● **Exercise aim**
Isolate every line in the data with the string "statue" and copy it.

● **Source records**
*** Block opens ***
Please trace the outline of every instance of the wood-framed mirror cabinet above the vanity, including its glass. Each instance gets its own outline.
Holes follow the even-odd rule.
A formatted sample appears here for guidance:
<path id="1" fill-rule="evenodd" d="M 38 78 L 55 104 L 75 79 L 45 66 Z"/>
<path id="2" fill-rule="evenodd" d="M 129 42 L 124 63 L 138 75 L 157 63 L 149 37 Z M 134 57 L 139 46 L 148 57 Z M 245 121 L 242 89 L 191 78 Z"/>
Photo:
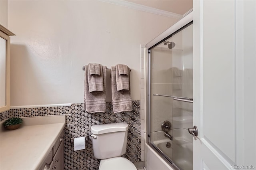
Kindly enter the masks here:
<path id="1" fill-rule="evenodd" d="M 15 36 L 0 25 L 0 112 L 10 109 L 10 36 Z"/>

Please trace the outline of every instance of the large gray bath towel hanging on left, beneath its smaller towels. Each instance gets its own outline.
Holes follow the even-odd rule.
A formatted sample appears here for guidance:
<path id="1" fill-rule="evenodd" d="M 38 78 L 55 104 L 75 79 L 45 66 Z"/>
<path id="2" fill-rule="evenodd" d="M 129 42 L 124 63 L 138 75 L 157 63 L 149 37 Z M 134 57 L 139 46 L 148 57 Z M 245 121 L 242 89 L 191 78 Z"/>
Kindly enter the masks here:
<path id="1" fill-rule="evenodd" d="M 102 66 L 103 75 L 103 93 L 90 93 L 88 85 L 88 65 L 84 70 L 84 105 L 88 113 L 105 112 L 106 111 L 106 66 Z"/>

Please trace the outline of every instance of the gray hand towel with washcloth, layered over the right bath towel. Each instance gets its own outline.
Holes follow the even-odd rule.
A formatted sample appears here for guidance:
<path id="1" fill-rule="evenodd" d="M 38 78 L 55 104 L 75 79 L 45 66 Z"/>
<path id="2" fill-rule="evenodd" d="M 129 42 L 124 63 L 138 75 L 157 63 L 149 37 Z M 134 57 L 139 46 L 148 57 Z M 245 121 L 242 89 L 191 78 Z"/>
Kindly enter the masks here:
<path id="1" fill-rule="evenodd" d="M 117 64 L 116 65 L 116 89 L 117 91 L 123 92 L 123 91 L 129 91 L 130 90 L 130 68 L 127 67 L 127 69 L 123 69 L 124 67 L 119 67 L 119 65 L 122 64 Z M 122 68 L 123 70 L 119 70 L 119 68 Z M 120 72 L 124 72 L 127 74 L 120 75 Z M 128 71 L 129 70 L 129 71 Z"/>

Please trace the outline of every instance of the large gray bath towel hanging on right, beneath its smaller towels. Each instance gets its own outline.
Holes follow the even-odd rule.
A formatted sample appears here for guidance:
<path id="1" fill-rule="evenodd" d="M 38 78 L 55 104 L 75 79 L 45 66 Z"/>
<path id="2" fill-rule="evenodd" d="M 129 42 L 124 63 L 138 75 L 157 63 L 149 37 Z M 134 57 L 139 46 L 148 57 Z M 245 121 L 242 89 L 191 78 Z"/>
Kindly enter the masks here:
<path id="1" fill-rule="evenodd" d="M 132 111 L 131 91 L 119 92 L 116 89 L 116 66 L 111 67 L 111 89 L 113 112 Z"/>

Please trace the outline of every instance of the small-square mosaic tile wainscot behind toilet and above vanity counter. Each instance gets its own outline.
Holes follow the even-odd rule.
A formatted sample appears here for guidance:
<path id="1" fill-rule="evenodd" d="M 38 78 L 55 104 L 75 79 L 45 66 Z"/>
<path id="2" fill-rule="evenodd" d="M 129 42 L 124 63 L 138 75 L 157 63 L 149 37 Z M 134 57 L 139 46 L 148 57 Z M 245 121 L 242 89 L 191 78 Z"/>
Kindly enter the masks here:
<path id="1" fill-rule="evenodd" d="M 132 101 L 132 111 L 113 113 L 112 103 L 108 102 L 105 113 L 87 113 L 83 103 L 63 107 L 40 107 L 11 109 L 9 117 L 36 117 L 48 115 L 66 115 L 64 128 L 64 164 L 65 170 L 97 170 L 98 160 L 94 158 L 92 141 L 86 141 L 84 150 L 74 151 L 70 138 L 91 135 L 90 127 L 106 123 L 125 122 L 129 125 L 127 149 L 123 156 L 131 162 L 141 161 L 140 137 L 140 101 Z"/>

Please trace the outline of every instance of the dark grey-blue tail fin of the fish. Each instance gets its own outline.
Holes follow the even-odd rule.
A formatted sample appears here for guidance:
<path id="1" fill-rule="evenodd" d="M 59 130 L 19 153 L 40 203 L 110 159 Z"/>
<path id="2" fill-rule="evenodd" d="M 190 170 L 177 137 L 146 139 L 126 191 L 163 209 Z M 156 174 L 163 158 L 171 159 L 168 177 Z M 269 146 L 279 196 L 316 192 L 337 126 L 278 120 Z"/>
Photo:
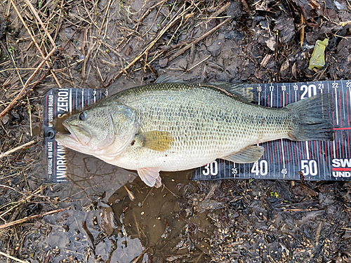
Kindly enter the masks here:
<path id="1" fill-rule="evenodd" d="M 300 121 L 289 134 L 291 140 L 334 140 L 333 98 L 330 93 L 318 94 L 286 106 Z"/>

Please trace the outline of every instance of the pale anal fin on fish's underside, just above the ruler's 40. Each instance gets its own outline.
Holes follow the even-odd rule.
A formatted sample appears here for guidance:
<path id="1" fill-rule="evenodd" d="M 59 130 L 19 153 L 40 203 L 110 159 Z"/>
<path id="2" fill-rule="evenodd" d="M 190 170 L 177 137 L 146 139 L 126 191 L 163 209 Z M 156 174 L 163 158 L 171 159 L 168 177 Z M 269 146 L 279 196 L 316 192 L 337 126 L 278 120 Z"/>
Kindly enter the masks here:
<path id="1" fill-rule="evenodd" d="M 221 159 L 233 161 L 234 163 L 254 163 L 263 156 L 264 151 L 265 148 L 262 146 L 251 145 L 234 154 L 222 157 Z"/>

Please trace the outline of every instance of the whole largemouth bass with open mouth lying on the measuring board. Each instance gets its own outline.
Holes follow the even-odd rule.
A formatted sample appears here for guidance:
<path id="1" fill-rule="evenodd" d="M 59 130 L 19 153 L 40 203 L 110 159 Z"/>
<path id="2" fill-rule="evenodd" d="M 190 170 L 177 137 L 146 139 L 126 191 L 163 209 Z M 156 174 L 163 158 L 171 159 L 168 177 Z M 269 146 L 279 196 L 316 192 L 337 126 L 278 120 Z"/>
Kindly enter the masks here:
<path id="1" fill-rule="evenodd" d="M 137 170 L 149 187 L 160 171 L 188 170 L 216 159 L 253 163 L 259 144 L 333 140 L 330 93 L 282 108 L 254 104 L 244 83 L 161 82 L 122 90 L 69 116 L 55 140 L 114 166 Z"/>

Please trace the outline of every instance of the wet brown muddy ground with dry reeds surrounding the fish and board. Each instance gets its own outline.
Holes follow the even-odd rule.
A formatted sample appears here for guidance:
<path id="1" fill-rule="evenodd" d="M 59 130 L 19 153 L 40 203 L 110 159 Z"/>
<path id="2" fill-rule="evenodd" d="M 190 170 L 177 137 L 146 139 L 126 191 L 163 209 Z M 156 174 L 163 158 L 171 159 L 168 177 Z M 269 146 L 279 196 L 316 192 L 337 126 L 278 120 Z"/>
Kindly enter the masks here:
<path id="1" fill-rule="evenodd" d="M 351 79 L 349 1 L 4 0 L 0 11 L 0 262 L 351 262 L 350 182 L 187 171 L 151 189 L 70 152 L 89 166 L 53 184 L 41 124 L 50 88 Z M 325 38 L 326 64 L 308 69 Z"/>

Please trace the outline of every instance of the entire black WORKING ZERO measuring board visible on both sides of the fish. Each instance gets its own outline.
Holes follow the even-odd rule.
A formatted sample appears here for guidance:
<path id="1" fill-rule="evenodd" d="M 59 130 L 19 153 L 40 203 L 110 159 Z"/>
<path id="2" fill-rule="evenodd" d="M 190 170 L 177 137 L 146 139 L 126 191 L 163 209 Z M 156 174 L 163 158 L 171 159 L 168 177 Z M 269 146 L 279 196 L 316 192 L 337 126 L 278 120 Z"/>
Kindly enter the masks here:
<path id="1" fill-rule="evenodd" d="M 351 81 L 314 81 L 307 83 L 246 84 L 242 93 L 253 103 L 284 107 L 319 93 L 331 93 L 335 102 L 333 142 L 293 142 L 276 140 L 260 144 L 265 148 L 256 163 L 238 164 L 217 159 L 197 168 L 192 180 L 270 179 L 351 180 Z M 44 147 L 47 173 L 53 182 L 67 180 L 67 152 L 55 141 L 55 123 L 108 95 L 107 90 L 53 88 L 44 97 Z M 60 127 L 58 125 L 57 127 Z"/>

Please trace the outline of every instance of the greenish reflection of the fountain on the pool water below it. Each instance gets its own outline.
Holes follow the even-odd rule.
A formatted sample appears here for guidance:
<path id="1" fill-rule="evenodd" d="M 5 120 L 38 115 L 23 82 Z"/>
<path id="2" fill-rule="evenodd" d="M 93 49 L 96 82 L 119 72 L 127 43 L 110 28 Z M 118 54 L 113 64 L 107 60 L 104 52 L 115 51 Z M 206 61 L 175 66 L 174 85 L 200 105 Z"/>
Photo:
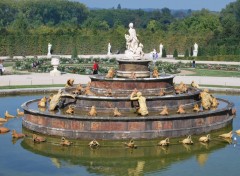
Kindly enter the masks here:
<path id="1" fill-rule="evenodd" d="M 227 127 L 225 131 L 231 127 Z M 24 133 L 33 133 L 24 129 Z M 35 144 L 30 137 L 21 142 L 21 146 L 33 153 L 47 156 L 56 168 L 74 165 L 84 166 L 90 173 L 103 175 L 143 175 L 143 173 L 164 170 L 173 163 L 195 156 L 200 166 L 204 166 L 208 155 L 228 145 L 218 138 L 219 132 L 211 134 L 213 141 L 198 142 L 199 136 L 192 137 L 194 145 L 179 143 L 179 138 L 171 139 L 169 146 L 157 146 L 157 140 L 136 140 L 137 149 L 126 148 L 123 141 L 100 141 L 97 149 L 88 146 L 89 141 L 72 140 L 71 146 L 61 146 L 60 138 L 47 136 L 46 143 Z M 217 139 L 217 140 L 215 140 Z"/>

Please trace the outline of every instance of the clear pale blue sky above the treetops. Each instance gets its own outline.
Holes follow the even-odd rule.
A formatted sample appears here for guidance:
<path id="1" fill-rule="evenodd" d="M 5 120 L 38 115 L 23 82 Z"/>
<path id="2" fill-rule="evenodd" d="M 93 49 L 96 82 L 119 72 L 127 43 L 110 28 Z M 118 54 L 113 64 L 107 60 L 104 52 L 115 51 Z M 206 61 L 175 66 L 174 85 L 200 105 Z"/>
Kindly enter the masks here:
<path id="1" fill-rule="evenodd" d="M 75 0 L 85 4 L 89 8 L 116 8 L 118 4 L 122 8 L 143 9 L 167 7 L 169 9 L 192 9 L 203 8 L 210 11 L 221 11 L 230 2 L 237 0 Z"/>

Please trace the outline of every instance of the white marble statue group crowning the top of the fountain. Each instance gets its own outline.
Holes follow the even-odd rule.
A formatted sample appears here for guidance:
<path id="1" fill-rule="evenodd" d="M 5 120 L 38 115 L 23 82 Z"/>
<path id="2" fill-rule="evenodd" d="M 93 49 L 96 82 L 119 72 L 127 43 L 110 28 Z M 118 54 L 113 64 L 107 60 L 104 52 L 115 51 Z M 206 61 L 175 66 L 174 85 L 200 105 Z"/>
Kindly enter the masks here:
<path id="1" fill-rule="evenodd" d="M 137 38 L 136 30 L 133 28 L 133 23 L 129 23 L 129 34 L 125 34 L 126 48 L 125 57 L 126 59 L 142 59 L 144 56 L 143 44 L 139 43 Z"/>

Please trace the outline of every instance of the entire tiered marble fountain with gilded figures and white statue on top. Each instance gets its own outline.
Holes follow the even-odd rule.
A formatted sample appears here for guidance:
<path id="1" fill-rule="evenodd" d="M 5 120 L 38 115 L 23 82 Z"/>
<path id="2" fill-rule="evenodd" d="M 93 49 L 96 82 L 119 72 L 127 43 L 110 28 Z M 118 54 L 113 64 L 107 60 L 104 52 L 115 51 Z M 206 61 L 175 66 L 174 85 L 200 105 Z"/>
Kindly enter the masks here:
<path id="1" fill-rule="evenodd" d="M 115 77 L 113 70 L 110 76 L 92 75 L 86 87 L 61 89 L 45 108 L 38 108 L 39 99 L 24 103 L 23 126 L 73 139 L 119 140 L 201 134 L 232 123 L 232 103 L 217 99 L 217 107 L 209 107 L 212 95 L 207 90 L 174 86 L 173 75 L 152 76 L 151 60 L 144 59 L 143 45 L 131 23 L 129 27 L 125 58 L 117 60 Z M 166 107 L 167 113 L 161 113 Z M 66 113 L 69 108 L 72 113 Z"/>

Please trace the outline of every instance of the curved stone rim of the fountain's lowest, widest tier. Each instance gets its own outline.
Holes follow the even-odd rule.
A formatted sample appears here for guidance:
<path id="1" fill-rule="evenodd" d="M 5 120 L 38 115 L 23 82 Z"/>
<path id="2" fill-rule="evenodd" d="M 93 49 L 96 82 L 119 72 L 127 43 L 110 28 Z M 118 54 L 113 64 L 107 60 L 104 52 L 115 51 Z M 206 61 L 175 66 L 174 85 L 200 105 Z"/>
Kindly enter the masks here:
<path id="1" fill-rule="evenodd" d="M 202 111 L 202 112 L 198 112 L 198 113 L 189 113 L 189 114 L 174 114 L 174 115 L 170 115 L 170 116 L 137 116 L 137 117 L 126 117 L 126 116 L 122 116 L 122 117 L 101 117 L 101 116 L 96 116 L 96 117 L 91 117 L 91 116 L 87 116 L 83 115 L 83 116 L 73 116 L 73 115 L 60 115 L 60 114 L 51 114 L 51 113 L 43 113 L 37 110 L 33 110 L 33 109 L 29 109 L 28 108 L 28 104 L 30 103 L 34 103 L 36 102 L 37 99 L 35 100 L 30 100 L 27 101 L 25 103 L 23 103 L 21 105 L 21 107 L 24 109 L 24 111 L 29 112 L 31 114 L 37 114 L 37 115 L 41 115 L 41 116 L 47 116 L 47 117 L 53 117 L 53 118 L 62 118 L 62 119 L 78 119 L 78 120 L 86 120 L 86 121 L 152 121 L 152 120 L 160 120 L 160 121 L 164 121 L 164 120 L 183 120 L 183 119 L 190 119 L 190 118 L 201 118 L 203 116 L 209 116 L 209 115 L 215 115 L 218 113 L 222 113 L 223 111 L 229 111 L 231 110 L 231 108 L 234 106 L 233 103 L 224 100 L 224 99 L 220 99 L 218 98 L 218 101 L 223 101 L 225 103 L 227 103 L 227 106 L 221 109 L 217 109 L 217 110 L 208 110 L 208 111 Z"/>

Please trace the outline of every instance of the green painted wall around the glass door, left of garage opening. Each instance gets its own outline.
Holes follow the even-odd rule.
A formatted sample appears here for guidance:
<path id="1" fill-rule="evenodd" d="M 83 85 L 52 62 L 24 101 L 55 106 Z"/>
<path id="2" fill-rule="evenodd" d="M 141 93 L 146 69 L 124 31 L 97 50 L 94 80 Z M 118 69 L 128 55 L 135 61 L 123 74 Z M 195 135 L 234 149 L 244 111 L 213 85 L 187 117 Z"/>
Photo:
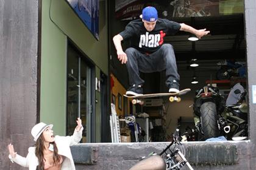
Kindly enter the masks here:
<path id="1" fill-rule="evenodd" d="M 54 132 L 66 134 L 66 46 L 67 37 L 96 66 L 108 75 L 107 15 L 105 1 L 99 4 L 99 41 L 97 41 L 68 3 L 63 0 L 42 1 L 41 23 L 41 92 L 40 121 L 54 124 Z M 92 80 L 94 81 L 94 80 Z M 96 92 L 96 127 L 100 126 L 100 96 Z M 96 129 L 99 140 L 100 131 Z"/>

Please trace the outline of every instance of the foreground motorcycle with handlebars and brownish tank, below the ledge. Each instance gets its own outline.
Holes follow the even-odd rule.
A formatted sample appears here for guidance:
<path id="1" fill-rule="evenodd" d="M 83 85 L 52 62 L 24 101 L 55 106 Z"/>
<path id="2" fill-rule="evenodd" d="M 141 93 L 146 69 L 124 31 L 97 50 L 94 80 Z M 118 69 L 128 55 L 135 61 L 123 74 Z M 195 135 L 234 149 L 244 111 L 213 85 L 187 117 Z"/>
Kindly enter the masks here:
<path id="1" fill-rule="evenodd" d="M 152 152 L 148 157 L 143 158 L 129 170 L 155 169 L 155 170 L 179 170 L 187 165 L 193 170 L 190 163 L 185 158 L 185 148 L 180 143 L 179 129 L 172 135 L 172 142 L 160 154 Z"/>

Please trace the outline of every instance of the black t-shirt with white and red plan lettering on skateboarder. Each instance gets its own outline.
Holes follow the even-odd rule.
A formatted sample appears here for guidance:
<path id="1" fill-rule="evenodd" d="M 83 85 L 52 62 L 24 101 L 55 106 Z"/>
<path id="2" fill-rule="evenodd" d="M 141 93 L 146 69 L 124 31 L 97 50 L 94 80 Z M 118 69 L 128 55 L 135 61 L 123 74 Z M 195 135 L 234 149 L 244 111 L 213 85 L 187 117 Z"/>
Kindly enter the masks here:
<path id="1" fill-rule="evenodd" d="M 144 53 L 158 50 L 166 35 L 174 35 L 180 30 L 180 24 L 168 19 L 157 19 L 154 30 L 148 32 L 141 19 L 130 21 L 126 29 L 119 33 L 124 40 L 130 39 L 132 47 Z"/>

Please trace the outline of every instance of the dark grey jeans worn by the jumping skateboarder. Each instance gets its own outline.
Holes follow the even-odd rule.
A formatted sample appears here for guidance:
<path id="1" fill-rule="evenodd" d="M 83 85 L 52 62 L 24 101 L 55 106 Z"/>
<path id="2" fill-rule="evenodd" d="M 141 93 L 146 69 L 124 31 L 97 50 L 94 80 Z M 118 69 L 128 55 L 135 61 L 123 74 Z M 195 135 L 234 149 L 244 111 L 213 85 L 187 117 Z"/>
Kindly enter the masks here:
<path id="1" fill-rule="evenodd" d="M 178 82 L 180 80 L 177 72 L 176 58 L 171 44 L 163 44 L 160 49 L 149 55 L 130 47 L 126 49 L 126 55 L 126 67 L 129 74 L 130 86 L 132 84 L 144 83 L 144 80 L 140 78 L 140 72 L 160 72 L 166 69 L 166 86 L 173 80 Z"/>

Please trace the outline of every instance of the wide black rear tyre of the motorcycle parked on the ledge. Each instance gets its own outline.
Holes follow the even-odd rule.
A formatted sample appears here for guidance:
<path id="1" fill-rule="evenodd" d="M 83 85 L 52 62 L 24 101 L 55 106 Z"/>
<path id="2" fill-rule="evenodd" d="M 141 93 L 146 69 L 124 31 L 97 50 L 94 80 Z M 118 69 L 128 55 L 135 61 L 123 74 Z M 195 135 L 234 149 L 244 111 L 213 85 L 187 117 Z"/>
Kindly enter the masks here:
<path id="1" fill-rule="evenodd" d="M 218 137 L 219 128 L 217 123 L 216 104 L 213 102 L 205 102 L 200 108 L 202 131 L 205 140 L 207 138 Z"/>

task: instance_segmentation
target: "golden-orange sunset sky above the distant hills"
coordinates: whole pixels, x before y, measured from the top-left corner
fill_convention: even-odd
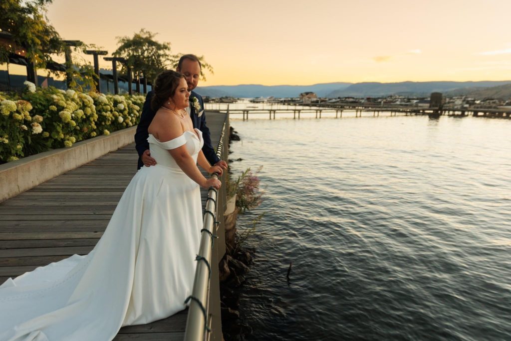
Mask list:
[[[62,38],[112,53],[145,28],[204,55],[200,85],[511,79],[510,0],[54,0]],[[103,61],[102,66],[111,63]]]

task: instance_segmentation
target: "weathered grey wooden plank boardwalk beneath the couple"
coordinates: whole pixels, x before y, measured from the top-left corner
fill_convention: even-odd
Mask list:
[[[216,148],[223,113],[208,112]],[[89,253],[136,172],[134,143],[0,203],[0,283],[38,266]],[[201,190],[202,200],[207,196]],[[107,308],[105,308],[107,309]],[[182,340],[187,311],[124,327],[114,340]]]

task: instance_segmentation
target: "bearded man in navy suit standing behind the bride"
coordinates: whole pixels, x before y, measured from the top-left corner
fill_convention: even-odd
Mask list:
[[[211,145],[210,129],[206,126],[206,115],[204,112],[204,102],[202,101],[202,97],[192,91],[197,87],[197,83],[199,82],[201,68],[202,65],[200,64],[199,58],[195,55],[189,54],[183,55],[179,59],[176,71],[184,75],[184,79],[188,84],[188,91],[191,92],[190,106],[187,108],[187,112],[192,119],[193,127],[202,131],[202,139],[204,140],[202,152],[204,153],[204,156],[210,164],[227,169],[227,163],[220,160],[215,149],[213,149],[213,146]],[[156,114],[156,111],[151,109],[152,97],[152,91],[147,93],[146,102],[142,109],[142,116],[140,117],[140,123],[138,123],[138,126],[136,127],[135,148],[138,152],[138,169],[141,169],[142,166],[149,167],[156,165],[156,161],[151,157],[149,143],[147,142],[147,138],[149,137],[147,128]]]

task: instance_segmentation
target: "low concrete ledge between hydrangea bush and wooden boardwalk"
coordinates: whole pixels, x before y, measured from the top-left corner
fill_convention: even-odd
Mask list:
[[[136,126],[126,128],[0,165],[0,202],[134,142],[135,131]]]

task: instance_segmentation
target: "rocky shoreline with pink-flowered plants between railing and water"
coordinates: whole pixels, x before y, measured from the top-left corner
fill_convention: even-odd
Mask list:
[[[230,127],[229,146],[233,141],[240,141],[240,137]],[[248,168],[233,181],[230,179],[229,168],[227,177],[227,209],[224,213],[226,249],[219,263],[222,334],[226,341],[243,340],[252,332],[240,315],[243,309],[240,307],[240,289],[255,256],[255,249],[246,247],[244,241],[254,232],[264,213],[252,221],[252,226],[243,226],[243,233],[238,232],[236,221],[238,214],[244,214],[261,204],[263,193],[259,189],[260,180],[257,176],[260,169],[252,172]]]

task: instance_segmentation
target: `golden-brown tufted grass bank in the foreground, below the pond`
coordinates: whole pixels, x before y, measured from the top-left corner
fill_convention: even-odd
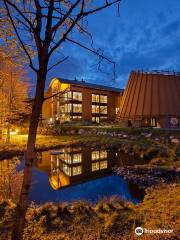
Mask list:
[[[27,212],[24,240],[133,240],[134,229],[173,229],[172,234],[144,234],[142,240],[178,239],[180,184],[148,190],[142,203],[133,205],[118,198],[97,204],[80,201],[32,204]],[[10,239],[14,205],[0,203],[0,236]]]

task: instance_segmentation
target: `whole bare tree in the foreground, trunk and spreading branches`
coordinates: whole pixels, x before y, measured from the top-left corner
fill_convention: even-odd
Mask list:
*** Block closes ***
● **Response to this task**
Please trace the outline of every instance of the white marble statue group crowning the top of the fountain. Each instance gets its own outline.
Please trace the outline of every instance of the entire tiered marble fountain with gilded figures and white statue on top. Each instance gets its own outline.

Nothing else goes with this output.